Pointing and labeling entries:
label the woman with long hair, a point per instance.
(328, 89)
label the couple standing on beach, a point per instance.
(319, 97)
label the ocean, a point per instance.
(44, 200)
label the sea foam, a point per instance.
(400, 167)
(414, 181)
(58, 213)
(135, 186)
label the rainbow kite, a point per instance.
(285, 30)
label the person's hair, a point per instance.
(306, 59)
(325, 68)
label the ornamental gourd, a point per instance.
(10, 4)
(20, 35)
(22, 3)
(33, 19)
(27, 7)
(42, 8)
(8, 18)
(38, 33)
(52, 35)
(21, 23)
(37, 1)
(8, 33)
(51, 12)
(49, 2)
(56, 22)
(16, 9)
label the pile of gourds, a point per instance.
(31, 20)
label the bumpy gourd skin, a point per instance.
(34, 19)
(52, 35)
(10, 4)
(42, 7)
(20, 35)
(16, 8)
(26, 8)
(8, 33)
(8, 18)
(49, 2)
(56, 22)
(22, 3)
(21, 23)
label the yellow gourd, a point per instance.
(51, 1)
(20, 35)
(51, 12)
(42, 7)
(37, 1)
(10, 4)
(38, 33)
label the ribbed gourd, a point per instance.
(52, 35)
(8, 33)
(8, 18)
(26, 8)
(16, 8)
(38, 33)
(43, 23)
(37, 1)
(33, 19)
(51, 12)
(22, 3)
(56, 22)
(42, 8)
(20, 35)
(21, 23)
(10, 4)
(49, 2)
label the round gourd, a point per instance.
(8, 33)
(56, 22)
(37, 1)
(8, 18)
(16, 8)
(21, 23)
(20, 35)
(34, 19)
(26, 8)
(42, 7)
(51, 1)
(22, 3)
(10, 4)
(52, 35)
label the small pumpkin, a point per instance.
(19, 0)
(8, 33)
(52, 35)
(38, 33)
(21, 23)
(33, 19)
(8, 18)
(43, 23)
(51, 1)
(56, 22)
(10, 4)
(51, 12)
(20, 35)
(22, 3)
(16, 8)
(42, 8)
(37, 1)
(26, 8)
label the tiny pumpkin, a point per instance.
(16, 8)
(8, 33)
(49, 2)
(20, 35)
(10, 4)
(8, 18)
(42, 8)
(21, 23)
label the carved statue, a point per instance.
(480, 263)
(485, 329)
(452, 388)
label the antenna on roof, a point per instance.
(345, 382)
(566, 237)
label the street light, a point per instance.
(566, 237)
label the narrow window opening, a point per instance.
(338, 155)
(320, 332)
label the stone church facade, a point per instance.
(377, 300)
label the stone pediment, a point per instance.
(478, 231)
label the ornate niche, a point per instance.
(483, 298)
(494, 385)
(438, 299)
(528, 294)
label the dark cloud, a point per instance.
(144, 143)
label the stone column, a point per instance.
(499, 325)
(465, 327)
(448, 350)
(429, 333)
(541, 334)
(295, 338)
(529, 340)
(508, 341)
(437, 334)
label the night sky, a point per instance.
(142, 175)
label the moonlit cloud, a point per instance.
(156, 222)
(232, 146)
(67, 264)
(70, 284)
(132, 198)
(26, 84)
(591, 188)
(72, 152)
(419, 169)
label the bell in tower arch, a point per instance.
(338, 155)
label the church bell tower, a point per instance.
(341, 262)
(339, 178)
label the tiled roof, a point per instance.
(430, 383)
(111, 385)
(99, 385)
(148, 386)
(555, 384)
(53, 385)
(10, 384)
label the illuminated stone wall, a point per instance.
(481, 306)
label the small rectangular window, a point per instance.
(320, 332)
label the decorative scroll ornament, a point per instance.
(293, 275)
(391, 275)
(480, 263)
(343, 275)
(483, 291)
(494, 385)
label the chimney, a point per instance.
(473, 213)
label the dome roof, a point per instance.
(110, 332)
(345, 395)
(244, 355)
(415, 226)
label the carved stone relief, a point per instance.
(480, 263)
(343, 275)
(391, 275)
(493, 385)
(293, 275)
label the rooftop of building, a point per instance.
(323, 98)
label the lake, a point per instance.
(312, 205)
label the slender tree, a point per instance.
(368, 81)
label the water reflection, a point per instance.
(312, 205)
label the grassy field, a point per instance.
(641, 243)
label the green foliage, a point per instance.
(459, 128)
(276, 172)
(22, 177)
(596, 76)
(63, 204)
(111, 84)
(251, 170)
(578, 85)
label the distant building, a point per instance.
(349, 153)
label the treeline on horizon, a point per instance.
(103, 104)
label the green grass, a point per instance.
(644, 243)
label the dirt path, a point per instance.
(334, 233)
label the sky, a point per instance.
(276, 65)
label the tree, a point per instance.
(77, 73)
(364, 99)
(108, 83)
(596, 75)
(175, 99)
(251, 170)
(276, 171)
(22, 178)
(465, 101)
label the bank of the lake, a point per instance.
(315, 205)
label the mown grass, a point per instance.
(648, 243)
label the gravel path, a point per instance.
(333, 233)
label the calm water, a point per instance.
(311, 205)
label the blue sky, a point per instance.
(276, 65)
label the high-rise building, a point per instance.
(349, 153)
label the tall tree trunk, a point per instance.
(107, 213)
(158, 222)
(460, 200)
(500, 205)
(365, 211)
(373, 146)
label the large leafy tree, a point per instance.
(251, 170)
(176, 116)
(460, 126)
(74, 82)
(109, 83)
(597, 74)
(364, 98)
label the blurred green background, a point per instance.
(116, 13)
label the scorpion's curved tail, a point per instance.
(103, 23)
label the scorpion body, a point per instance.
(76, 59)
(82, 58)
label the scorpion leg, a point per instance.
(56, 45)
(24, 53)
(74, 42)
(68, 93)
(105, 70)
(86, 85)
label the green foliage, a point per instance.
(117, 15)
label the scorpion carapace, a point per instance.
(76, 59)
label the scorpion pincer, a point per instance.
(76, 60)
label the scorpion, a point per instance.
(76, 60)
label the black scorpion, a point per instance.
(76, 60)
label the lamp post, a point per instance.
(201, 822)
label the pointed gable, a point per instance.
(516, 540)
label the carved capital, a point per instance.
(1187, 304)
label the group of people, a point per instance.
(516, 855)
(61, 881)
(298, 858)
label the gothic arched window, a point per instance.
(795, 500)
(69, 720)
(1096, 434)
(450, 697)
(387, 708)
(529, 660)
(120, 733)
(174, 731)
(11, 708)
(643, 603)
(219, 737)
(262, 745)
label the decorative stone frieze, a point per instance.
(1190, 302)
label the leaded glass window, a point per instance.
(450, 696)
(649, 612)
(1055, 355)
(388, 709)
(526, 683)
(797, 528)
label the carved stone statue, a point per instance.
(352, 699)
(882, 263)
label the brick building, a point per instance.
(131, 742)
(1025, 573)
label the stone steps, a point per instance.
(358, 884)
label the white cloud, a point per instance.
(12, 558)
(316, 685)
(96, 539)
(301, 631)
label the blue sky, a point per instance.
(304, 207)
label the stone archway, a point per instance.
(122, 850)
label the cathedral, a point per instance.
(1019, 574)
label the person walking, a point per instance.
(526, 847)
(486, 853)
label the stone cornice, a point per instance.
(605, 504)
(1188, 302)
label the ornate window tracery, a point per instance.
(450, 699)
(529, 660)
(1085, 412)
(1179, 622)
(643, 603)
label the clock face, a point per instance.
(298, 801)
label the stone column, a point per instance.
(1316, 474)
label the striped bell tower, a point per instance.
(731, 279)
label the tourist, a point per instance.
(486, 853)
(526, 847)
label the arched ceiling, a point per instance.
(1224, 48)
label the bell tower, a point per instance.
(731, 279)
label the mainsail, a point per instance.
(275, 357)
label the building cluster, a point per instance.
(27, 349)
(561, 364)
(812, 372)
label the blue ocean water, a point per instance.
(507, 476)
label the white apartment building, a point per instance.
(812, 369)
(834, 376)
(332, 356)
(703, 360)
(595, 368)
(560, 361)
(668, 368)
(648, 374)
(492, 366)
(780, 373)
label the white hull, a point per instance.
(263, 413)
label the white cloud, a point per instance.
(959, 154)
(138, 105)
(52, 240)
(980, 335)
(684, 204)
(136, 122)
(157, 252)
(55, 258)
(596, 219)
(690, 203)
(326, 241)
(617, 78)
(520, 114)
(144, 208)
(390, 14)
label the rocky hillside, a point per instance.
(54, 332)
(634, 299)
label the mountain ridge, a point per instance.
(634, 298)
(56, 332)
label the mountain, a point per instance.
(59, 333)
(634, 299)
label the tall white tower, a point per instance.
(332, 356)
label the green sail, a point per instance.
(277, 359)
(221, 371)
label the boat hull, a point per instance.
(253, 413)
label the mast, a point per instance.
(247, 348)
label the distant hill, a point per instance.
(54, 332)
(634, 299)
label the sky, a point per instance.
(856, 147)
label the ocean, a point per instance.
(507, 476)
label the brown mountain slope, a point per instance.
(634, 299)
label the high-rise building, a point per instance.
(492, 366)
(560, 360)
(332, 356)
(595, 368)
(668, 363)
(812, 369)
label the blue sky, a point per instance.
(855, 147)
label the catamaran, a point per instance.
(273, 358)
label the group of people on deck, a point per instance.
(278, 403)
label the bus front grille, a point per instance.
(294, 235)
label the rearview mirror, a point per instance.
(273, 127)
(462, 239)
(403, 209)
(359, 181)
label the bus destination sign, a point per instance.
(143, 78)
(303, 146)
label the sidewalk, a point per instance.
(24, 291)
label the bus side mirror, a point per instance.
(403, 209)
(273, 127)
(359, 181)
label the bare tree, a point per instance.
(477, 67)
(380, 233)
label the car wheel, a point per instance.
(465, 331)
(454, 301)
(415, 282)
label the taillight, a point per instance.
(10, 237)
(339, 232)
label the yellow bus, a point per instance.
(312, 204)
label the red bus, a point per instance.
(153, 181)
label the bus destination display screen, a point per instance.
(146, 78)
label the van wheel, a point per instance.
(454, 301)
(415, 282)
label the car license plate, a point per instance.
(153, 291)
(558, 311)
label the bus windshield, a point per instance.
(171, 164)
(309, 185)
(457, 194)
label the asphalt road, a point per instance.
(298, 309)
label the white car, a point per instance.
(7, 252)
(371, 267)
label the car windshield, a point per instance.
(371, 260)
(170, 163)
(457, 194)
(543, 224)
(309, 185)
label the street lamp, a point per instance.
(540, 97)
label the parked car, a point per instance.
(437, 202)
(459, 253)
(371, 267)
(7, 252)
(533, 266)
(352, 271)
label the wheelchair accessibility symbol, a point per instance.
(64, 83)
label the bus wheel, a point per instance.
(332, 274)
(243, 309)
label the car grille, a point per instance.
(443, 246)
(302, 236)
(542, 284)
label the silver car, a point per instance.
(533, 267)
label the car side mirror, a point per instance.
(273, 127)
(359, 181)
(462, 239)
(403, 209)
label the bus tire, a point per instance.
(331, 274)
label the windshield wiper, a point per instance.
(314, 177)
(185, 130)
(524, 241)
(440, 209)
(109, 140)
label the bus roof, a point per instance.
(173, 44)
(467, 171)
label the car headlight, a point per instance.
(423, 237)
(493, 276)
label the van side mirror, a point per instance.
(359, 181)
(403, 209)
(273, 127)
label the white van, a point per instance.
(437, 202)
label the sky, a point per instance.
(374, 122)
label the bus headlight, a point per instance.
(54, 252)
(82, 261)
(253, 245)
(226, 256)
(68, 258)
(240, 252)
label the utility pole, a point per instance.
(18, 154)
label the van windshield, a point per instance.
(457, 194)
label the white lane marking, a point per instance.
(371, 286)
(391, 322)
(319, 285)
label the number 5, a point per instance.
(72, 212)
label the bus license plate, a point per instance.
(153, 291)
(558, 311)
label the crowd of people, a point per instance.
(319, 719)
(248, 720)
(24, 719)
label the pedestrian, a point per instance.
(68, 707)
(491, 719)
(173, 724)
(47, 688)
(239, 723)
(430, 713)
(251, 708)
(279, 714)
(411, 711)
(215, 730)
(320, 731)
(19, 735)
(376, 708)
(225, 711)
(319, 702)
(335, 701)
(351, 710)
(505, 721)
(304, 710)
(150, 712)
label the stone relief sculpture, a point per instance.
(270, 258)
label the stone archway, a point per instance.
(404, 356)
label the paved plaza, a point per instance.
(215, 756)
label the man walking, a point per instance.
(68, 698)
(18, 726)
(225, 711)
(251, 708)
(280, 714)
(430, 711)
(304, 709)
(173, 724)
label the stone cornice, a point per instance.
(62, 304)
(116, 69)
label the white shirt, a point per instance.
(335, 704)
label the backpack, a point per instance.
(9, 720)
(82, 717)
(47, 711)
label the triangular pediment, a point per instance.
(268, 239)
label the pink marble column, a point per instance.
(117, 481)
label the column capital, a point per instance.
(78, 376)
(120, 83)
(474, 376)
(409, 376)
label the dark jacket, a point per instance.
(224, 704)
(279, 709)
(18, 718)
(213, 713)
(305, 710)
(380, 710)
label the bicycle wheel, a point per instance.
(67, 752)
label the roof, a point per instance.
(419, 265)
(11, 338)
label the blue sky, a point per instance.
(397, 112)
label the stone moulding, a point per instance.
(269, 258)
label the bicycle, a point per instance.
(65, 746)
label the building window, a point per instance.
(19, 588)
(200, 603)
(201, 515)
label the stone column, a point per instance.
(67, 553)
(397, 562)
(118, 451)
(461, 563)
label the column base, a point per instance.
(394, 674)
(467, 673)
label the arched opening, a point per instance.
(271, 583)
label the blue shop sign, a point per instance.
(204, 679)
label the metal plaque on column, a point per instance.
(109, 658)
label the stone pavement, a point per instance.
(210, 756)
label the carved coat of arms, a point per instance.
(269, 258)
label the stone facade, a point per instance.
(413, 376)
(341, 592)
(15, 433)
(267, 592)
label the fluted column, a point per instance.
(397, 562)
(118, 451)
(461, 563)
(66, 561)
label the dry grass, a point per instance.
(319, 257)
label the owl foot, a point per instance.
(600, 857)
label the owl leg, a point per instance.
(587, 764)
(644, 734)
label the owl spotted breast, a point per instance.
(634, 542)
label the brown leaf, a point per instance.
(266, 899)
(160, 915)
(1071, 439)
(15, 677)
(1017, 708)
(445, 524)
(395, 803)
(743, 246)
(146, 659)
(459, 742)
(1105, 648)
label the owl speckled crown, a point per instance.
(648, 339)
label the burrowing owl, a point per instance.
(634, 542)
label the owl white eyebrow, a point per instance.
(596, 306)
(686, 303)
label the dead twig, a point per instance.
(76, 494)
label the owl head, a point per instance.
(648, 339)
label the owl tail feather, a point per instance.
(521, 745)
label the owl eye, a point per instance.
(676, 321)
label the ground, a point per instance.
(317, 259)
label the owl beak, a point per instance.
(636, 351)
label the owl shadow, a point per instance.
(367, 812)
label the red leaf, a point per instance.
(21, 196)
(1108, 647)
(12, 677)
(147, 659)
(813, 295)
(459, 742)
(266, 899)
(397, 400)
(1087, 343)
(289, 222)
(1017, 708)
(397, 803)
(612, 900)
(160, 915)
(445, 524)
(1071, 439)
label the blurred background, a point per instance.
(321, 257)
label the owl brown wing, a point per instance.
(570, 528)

What needs to be done: Retype exactly, please, each line from the line that contains "label the owl leg, a point per instance." through the last line of the entries above, with nothing added.

Task response:
label the owl leg, a point per instance.
(587, 764)
(644, 734)
label the owl spotted breast, a point per instance.
(634, 542)
label the brown leaf, a point per instance.
(266, 899)
(160, 915)
(1071, 439)
(15, 677)
(1017, 708)
(445, 524)
(395, 803)
(743, 246)
(146, 659)
(459, 742)
(1105, 648)
label the owl speckled crown, a point per instance.
(648, 339)
label the burrowing owl, a point per instance.
(634, 542)
label the owl white eyebrow, a point per instance.
(596, 306)
(686, 303)
label the dead twig, a point per instance.
(76, 494)
label the owl head, a point per instance.
(648, 339)
label the owl tail feather, a point per instance.
(521, 745)
label the owl eye, a point per instance.
(676, 321)
label the ground, a point per instance.
(317, 259)
label the owl beak, a point per instance.
(636, 351)
label the owl shadow, a point per instance.
(367, 812)
label the red leaf, a point per instance.
(21, 196)
(1108, 647)
(12, 677)
(147, 659)
(813, 295)
(459, 742)
(266, 899)
(397, 400)
(1087, 343)
(289, 222)
(1017, 708)
(397, 803)
(612, 900)
(160, 915)
(445, 524)
(1071, 439)
label the blurred background, a point per instance.
(321, 257)
label the owl brown wing, a point per instance.
(570, 528)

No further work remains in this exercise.